## WRITTEN PROBLEM
Transcribe each record below word for word.

(Source data)

- - - - -

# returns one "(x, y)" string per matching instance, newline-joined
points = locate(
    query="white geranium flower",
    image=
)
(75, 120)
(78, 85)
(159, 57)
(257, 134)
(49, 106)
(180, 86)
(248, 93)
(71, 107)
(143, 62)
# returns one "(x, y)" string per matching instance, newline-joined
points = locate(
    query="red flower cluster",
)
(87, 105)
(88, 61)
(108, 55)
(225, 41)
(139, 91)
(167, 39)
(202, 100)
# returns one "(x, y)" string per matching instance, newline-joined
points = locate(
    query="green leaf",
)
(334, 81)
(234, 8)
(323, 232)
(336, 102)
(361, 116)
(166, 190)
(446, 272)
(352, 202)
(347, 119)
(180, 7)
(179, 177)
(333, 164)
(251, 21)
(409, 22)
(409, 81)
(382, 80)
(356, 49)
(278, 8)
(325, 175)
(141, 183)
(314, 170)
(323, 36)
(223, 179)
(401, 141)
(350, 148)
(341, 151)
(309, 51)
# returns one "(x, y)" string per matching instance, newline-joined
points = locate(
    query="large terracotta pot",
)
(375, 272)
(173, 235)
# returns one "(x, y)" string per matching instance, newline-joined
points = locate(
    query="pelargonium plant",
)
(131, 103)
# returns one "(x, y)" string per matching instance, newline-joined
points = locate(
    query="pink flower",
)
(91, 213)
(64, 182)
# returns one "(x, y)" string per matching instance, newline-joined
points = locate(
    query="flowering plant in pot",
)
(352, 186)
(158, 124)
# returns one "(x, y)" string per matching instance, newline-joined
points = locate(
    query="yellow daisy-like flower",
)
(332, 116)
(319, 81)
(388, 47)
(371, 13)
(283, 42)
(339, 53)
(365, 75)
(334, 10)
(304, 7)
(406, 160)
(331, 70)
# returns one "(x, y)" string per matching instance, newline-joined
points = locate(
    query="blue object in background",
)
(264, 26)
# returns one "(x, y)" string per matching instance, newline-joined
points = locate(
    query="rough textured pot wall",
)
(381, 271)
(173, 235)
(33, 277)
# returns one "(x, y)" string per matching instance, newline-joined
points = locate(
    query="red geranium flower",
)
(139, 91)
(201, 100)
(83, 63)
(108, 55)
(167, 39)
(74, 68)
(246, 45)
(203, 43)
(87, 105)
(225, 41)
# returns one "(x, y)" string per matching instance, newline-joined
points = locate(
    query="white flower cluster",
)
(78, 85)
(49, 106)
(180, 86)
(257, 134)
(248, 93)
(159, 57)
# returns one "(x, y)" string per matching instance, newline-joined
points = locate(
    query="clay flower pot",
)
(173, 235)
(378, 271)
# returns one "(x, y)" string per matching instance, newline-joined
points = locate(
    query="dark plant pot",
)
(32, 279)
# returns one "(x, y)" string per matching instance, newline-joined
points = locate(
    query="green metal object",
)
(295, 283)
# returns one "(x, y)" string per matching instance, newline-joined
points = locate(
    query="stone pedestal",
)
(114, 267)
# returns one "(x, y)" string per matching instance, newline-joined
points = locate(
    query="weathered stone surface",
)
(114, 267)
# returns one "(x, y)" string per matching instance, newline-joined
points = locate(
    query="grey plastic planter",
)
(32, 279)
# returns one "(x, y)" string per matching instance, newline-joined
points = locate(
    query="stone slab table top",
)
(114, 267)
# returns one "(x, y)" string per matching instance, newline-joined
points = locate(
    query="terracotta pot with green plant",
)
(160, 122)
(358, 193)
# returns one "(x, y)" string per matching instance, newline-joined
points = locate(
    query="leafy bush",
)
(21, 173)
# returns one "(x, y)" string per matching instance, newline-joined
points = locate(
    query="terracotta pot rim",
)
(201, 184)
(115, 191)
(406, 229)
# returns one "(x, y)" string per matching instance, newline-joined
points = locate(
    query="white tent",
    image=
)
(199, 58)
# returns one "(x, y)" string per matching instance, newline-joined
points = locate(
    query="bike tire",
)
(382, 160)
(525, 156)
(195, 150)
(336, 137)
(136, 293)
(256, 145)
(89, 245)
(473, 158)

- - - - -

## TASK RESPONSE
# returns one "(x, y)" string per matching instance, newline-joined
points = locate(
    query="white geranium flower",
    image=
)
(75, 120)
(78, 85)
(159, 57)
(257, 134)
(49, 106)
(180, 86)
(248, 93)
(71, 107)
(143, 62)
# returns one "(x, y)" string per matching instance, newline-joined
points = locate(
    query="red flower cluster",
)
(87, 105)
(88, 61)
(108, 55)
(225, 41)
(139, 91)
(167, 39)
(202, 100)
# returns one "(x, y)" string per matching instance, newline-joined
points = locate(
    query="green leaf",
)
(334, 81)
(234, 8)
(323, 232)
(336, 102)
(361, 116)
(166, 190)
(446, 272)
(352, 202)
(347, 119)
(180, 7)
(179, 177)
(333, 164)
(251, 21)
(409, 22)
(409, 81)
(382, 80)
(356, 49)
(278, 8)
(325, 175)
(141, 183)
(314, 170)
(323, 36)
(223, 179)
(401, 141)
(350, 148)
(341, 151)
(309, 51)
# returns one "(x, y)" string per matching instance, newline-joined
points = locate(
    query="large terracotta pot",
)
(375, 272)
(173, 235)
# returns one "(x, y)" string per matching instance, newline-joined
points = locate(
    query="pelargonium plant",
)
(131, 103)
# returns one "(x, y)" string per matching instance, newline-joined
points = locate(
    query="pink flower",
)
(91, 213)
(64, 182)
# returns one "(x, y)" string per matching instance, newline-joined
points = locate(
    query="flowering plant in pot",
)
(352, 186)
(158, 124)
# returns one "(x, y)" string per matching instance, newline-joined
points = locate(
    query="yellow daisy-like flower",
)
(332, 116)
(319, 81)
(388, 47)
(371, 13)
(283, 42)
(339, 53)
(365, 75)
(334, 10)
(304, 7)
(406, 160)
(331, 70)
# returns one "(x, y)" string per matching instance, newline-joined
points = locate(
    query="blue object in background",
)
(264, 26)
# returns one "(x, y)" string per matching instance, newline-joined
points = locate(
    query="rough textured pot wall",
)
(381, 271)
(173, 235)
(33, 277)
# returns one "(x, y)" string per matching instance, newline-joined
points = locate(
    query="red geranium flower",
)
(139, 91)
(201, 100)
(83, 63)
(108, 55)
(167, 39)
(74, 68)
(246, 45)
(203, 43)
(87, 105)
(225, 41)
# returns one "(x, y)" string per matching instance, newline-joined
points = locate(
    query="white flower cluster",
)
(78, 85)
(49, 106)
(180, 86)
(257, 134)
(248, 93)
(159, 57)
# returns one "(x, y)" string per matching instance, newline-joined
points = locate(
    query="clay flower pot",
)
(173, 235)
(378, 271)
# returns one "(x, y)" string per matching instance, newline-joined
points = locate(
    query="dark plant pot",
)
(32, 279)
# returns one "(x, y)" string per matching instance, newline-joined
points = locate(
    query="green metal object",
)
(295, 283)
# returns one "(x, y)" string per matching instance, newline-joined
points = locate(
    query="stone pedestal",
)
(114, 267)
# returns one "(x, y)" string per matching instance, newline-joined
points = locate(
    query="weathered stone surface",
)
(114, 267)
# returns one "(x, y)" string per matching instance, newline-joined
points = locate(
    query="grey plastic planter",
)
(32, 279)
# returns one "(x, y)" string per matching instance, newline-joined
points = locate(
    query="stone slab table top",
)
(114, 267)
# returns one "(x, y)" string per matching instance, newline-joined
points = locate(
    query="terracotta pot with green plant",
)
(160, 122)
(358, 193)
# returns one "(x, y)" string per matching instance, newline-joined
points = locate(
    query="leafy bush",
)
(21, 173)
# returns one "(x, y)" string per matching instance, newline-joined
points = locate(
    query="terracotta pot rim",
)
(201, 184)
(115, 191)
(406, 229)
# returns one "(x, y)" string per matching instance, newline-joined
points = locate(
    query="white tent",
    image=
)
(199, 58)
# returns one "(x, y)" string per matching instance, newline-joined
points = locate(
    query="bike tire",
)
(382, 160)
(525, 156)
(195, 150)
(336, 137)
(136, 293)
(256, 145)
(89, 245)
(473, 158)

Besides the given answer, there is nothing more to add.